=== Prompt ===
Print the listing as it stands, omitting all images.

Location annotation dataset excerpts:

==*==

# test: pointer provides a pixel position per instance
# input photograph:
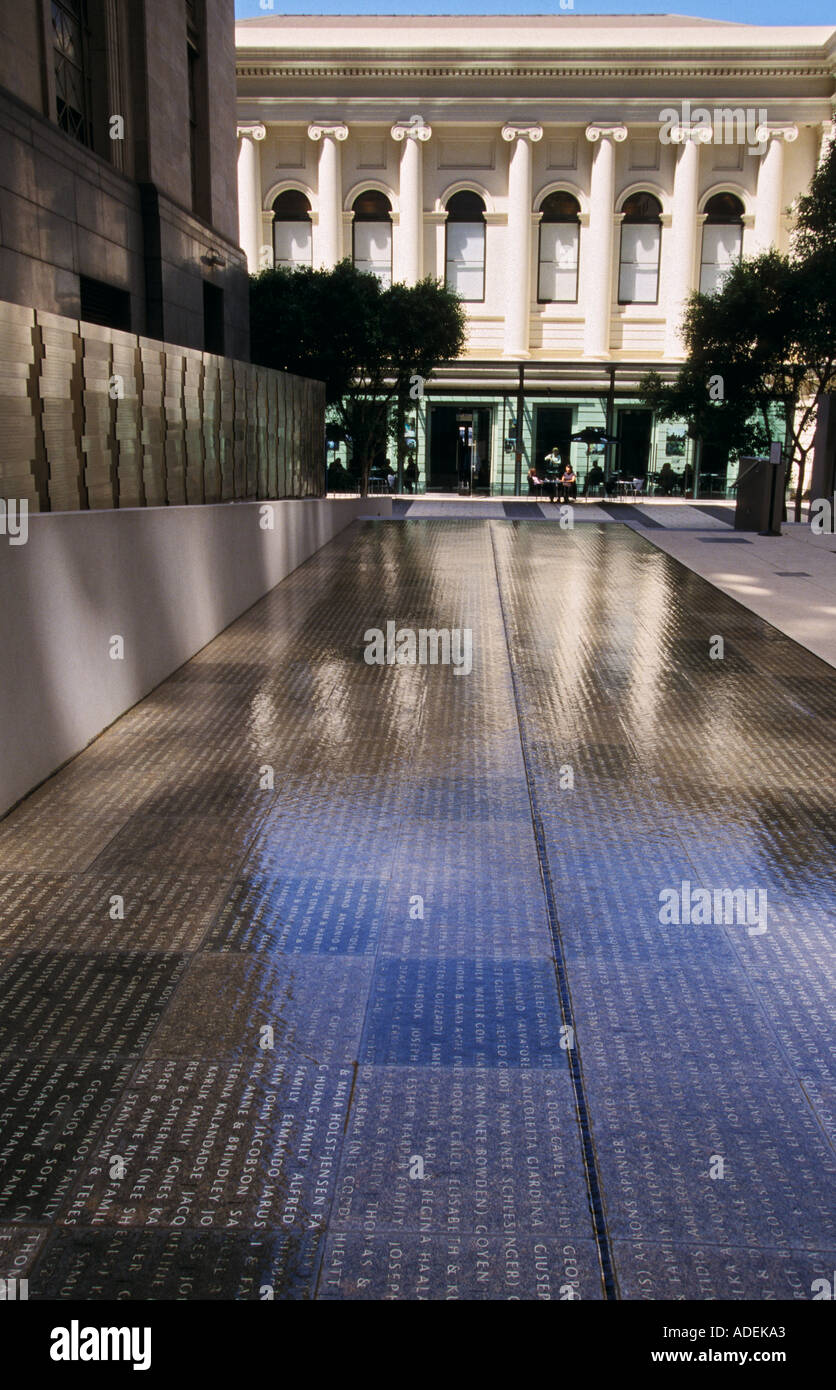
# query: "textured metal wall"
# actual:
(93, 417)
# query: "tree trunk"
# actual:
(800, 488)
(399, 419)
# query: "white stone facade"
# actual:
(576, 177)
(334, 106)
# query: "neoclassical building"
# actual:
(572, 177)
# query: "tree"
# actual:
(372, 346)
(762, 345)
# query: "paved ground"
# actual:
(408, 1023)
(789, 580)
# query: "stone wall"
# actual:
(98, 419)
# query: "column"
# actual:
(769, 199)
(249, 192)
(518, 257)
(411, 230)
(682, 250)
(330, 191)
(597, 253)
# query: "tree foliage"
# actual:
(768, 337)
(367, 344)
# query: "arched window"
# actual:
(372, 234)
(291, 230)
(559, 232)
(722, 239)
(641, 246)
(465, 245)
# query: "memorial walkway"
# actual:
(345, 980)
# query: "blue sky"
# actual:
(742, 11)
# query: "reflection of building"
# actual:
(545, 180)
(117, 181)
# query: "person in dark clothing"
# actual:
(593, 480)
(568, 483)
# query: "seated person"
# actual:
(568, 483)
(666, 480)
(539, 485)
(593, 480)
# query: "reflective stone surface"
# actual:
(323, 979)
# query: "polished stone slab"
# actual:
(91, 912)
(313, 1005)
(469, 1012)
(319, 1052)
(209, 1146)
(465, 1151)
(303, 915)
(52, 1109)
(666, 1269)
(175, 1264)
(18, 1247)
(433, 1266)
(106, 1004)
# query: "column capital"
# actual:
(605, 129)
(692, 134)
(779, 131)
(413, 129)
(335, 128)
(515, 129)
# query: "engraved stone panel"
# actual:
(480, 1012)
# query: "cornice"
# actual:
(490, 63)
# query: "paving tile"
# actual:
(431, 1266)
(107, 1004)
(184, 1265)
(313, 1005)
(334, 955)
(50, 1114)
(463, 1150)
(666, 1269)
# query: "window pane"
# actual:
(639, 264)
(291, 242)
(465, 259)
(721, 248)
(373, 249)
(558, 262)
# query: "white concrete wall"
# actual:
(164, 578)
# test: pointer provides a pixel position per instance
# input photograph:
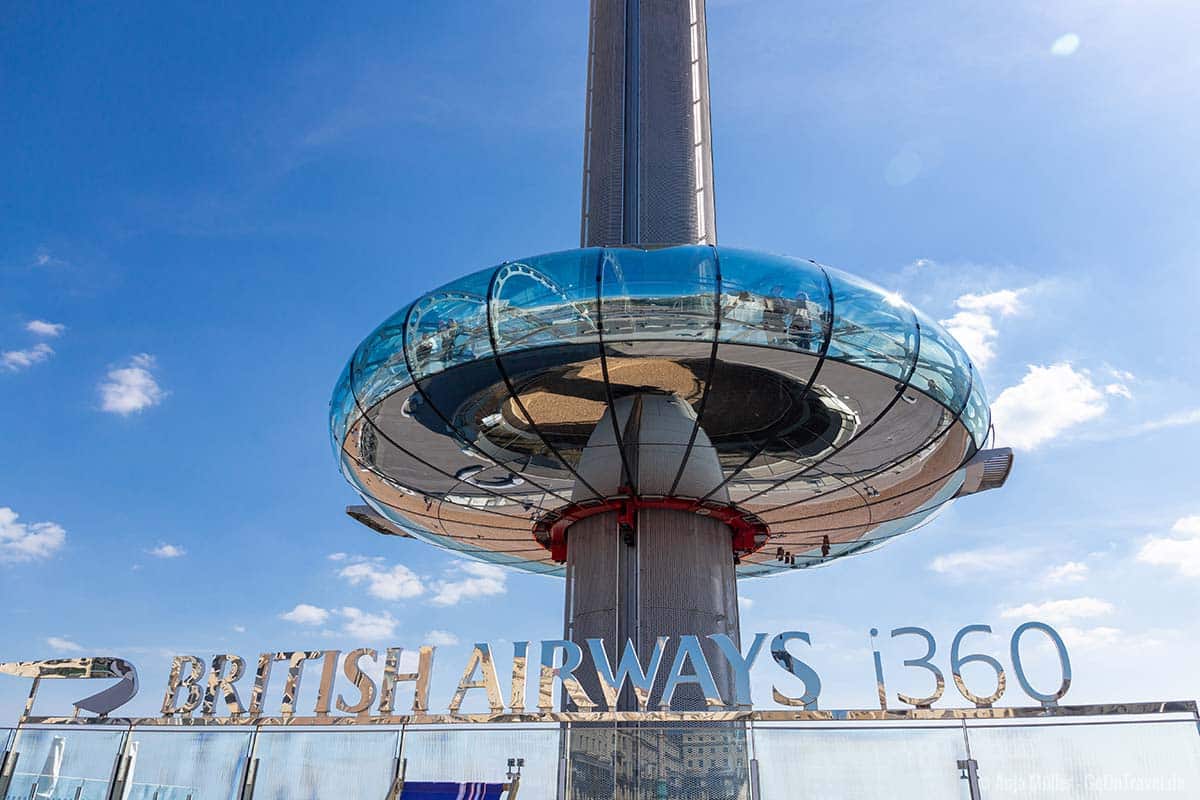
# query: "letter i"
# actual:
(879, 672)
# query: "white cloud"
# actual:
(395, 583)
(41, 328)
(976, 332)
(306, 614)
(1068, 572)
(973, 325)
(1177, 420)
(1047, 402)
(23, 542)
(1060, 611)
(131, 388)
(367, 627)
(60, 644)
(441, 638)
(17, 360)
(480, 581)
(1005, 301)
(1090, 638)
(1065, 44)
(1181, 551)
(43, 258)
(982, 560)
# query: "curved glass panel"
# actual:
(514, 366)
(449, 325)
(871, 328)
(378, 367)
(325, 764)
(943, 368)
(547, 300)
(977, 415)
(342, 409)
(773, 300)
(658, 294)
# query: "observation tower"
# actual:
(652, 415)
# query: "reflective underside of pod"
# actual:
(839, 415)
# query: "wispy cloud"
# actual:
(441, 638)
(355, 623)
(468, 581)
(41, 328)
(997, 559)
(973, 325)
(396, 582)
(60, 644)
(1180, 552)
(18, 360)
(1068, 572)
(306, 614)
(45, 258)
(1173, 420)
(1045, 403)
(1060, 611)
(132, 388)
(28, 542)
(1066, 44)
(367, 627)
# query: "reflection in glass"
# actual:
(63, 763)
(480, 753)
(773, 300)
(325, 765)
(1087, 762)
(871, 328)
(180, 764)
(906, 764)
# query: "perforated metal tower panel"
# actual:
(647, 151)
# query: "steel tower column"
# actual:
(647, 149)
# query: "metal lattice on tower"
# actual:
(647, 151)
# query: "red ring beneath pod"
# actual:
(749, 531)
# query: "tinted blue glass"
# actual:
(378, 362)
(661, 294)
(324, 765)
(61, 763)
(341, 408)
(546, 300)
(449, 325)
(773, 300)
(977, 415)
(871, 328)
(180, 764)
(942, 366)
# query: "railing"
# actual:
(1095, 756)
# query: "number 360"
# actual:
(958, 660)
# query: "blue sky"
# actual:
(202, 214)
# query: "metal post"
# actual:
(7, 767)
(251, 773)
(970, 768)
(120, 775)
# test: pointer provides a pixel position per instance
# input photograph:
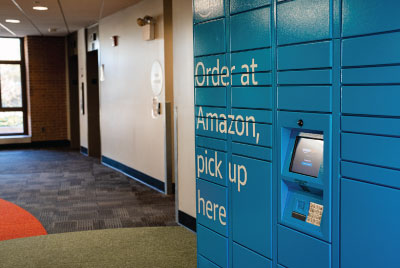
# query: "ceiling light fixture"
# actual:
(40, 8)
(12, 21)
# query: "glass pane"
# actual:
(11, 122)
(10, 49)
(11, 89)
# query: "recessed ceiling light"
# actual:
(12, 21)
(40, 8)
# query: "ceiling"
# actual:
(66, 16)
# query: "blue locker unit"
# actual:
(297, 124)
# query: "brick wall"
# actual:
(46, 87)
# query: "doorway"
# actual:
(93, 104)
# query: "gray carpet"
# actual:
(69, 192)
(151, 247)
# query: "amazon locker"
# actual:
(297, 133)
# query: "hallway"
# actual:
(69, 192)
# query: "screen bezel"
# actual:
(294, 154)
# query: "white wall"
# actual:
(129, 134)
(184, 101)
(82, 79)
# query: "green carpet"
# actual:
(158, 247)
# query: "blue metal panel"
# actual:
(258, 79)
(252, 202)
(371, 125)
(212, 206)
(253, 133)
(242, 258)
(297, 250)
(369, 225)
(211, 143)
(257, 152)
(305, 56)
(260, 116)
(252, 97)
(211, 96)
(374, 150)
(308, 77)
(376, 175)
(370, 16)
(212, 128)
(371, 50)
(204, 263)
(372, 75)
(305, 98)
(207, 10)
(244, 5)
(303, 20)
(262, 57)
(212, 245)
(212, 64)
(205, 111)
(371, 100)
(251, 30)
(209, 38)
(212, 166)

==*==

=== Task answer ===
# test: pointer provides a pixel position per instance
# input photograph:
# query: "textured metal wall"
# actual:
(93, 417)
# query: "tree trunk"
# actual:
(800, 488)
(399, 419)
# query: "white stone facade"
# actual:
(576, 177)
(334, 106)
# query: "neoclassical building"
# actual:
(572, 177)
# query: "tree"
# actual:
(372, 346)
(762, 345)
# query: "paved ground"
# actual:
(408, 1023)
(789, 580)
# query: "stone wall"
# actual:
(98, 419)
# query: "column"
# actual:
(769, 199)
(249, 192)
(518, 257)
(411, 230)
(682, 250)
(330, 191)
(597, 253)
# query: "tree foliage"
# actual:
(768, 337)
(367, 344)
# query: "arched window"
# actual:
(372, 234)
(291, 230)
(559, 232)
(722, 239)
(641, 246)
(465, 245)
# query: "memorial walkway"
# actual:
(345, 980)
# query: "blue sky"
# actual:
(742, 11)
# query: "reflection of building"
# actual:
(545, 180)
(117, 181)
# query: "person in dark clothing"
# actual:
(593, 480)
(568, 483)
# query: "seated person"
# actual:
(568, 483)
(666, 480)
(539, 485)
(593, 480)
# query: "reflective stone surface"
# actual:
(323, 979)
# query: "polished stone slab"
# actual:
(91, 912)
(313, 1005)
(469, 1012)
(319, 1052)
(209, 1146)
(465, 1151)
(303, 915)
(52, 1109)
(666, 1269)
(175, 1264)
(18, 1247)
(433, 1266)
(106, 1004)
# query: "column capital"
# actual:
(605, 129)
(692, 134)
(779, 131)
(413, 129)
(335, 128)
(515, 129)
# query: "engraved stone panel"
# actual:
(480, 1012)
# query: "cornice"
# actual:
(490, 63)
# query: "paving tile"
# actual:
(431, 1266)
(107, 1004)
(184, 1265)
(313, 1005)
(334, 955)
(50, 1114)
(463, 1150)
(666, 1269)
# query: "window pane"
# actual:
(639, 264)
(291, 242)
(465, 259)
(721, 248)
(373, 249)
(558, 262)
# query: "white concrete wall"
# actual:
(164, 578)
# test: pointer provides a pixel position per instance
# input photograph:
# query: "letter i"
# actual:
(879, 672)
# query: "white cloud"
# actual:
(395, 583)
(41, 328)
(976, 332)
(306, 614)
(1068, 572)
(973, 325)
(1177, 420)
(1047, 402)
(23, 542)
(1060, 611)
(131, 388)
(367, 627)
(60, 644)
(441, 638)
(17, 360)
(480, 581)
(1005, 301)
(1090, 638)
(1065, 44)
(1181, 551)
(43, 258)
(982, 560)
# query: "curved glass panel"
# actual:
(514, 366)
(449, 325)
(871, 328)
(378, 367)
(325, 764)
(943, 368)
(547, 300)
(977, 415)
(342, 409)
(773, 300)
(658, 294)
# query: "observation tower"
# actual:
(652, 415)
# query: "reflective underside of pod"
# actual:
(839, 415)
# query: "wispy cloud"
# actual:
(441, 638)
(355, 623)
(468, 581)
(41, 328)
(997, 559)
(973, 325)
(396, 582)
(60, 644)
(1180, 552)
(18, 360)
(1068, 572)
(306, 614)
(45, 258)
(1173, 420)
(1045, 403)
(1060, 611)
(132, 388)
(28, 542)
(1066, 44)
(367, 627)
# query: "reflection in glass"
# actual:
(63, 763)
(480, 753)
(773, 300)
(325, 765)
(1087, 762)
(871, 328)
(180, 764)
(906, 764)
# query: "perforated metal tower panel"
# actual:
(647, 151)
# query: "steel tower column"
# actual:
(647, 149)
# query: "metal lattice on tower"
# actual:
(647, 151)
# query: "red ring beneath pod"
# actual:
(749, 531)
# query: "tinted blue glass"
# actual:
(378, 362)
(661, 294)
(324, 765)
(61, 763)
(341, 408)
(546, 300)
(449, 325)
(773, 300)
(977, 415)
(871, 328)
(180, 764)
(942, 366)
# query: "railing"
# actual:
(1095, 756)
# query: "number 360"
# actual:
(958, 660)
# query: "blue sky"
# actual:
(202, 214)
# query: "metal post"
# actual:
(7, 767)
(251, 773)
(970, 768)
(120, 775)
# test: pointer provides a pixel position per instance
# input photograph:
# query: "ceiling light fixture"
# actual:
(40, 8)
(12, 21)
# query: "glass pane"
# actual:
(11, 122)
(10, 49)
(11, 89)
# query: "recessed ceiling light"
# actual:
(12, 21)
(40, 8)
# query: "ceiling"
# actual:
(66, 16)
# query: "blue locker unit"
# actual:
(297, 124)
# query: "brick wall"
# actual:
(46, 87)
# query: "doorway"
# actual:
(93, 104)
# query: "gray carpet"
# actual:
(69, 192)
(151, 247)
# query: "amazon locker"
# actual:
(297, 133)
# query: "hallway"
# actual:
(69, 192)
# query: "screen bezel"
# actual:
(294, 154)
# query: "white wall"
# actual:
(129, 134)
(184, 101)
(82, 79)
# query: "green carpet"
# actual:
(158, 247)
# query: "blue metal panel"
# actual:
(258, 79)
(252, 202)
(371, 125)
(212, 206)
(253, 133)
(242, 258)
(297, 250)
(369, 225)
(211, 143)
(257, 152)
(305, 56)
(260, 116)
(252, 97)
(211, 96)
(374, 150)
(308, 77)
(376, 175)
(370, 16)
(212, 128)
(371, 50)
(204, 263)
(372, 75)
(305, 98)
(207, 10)
(244, 5)
(303, 20)
(262, 57)
(212, 245)
(212, 64)
(205, 111)
(371, 100)
(251, 30)
(209, 38)
(212, 166)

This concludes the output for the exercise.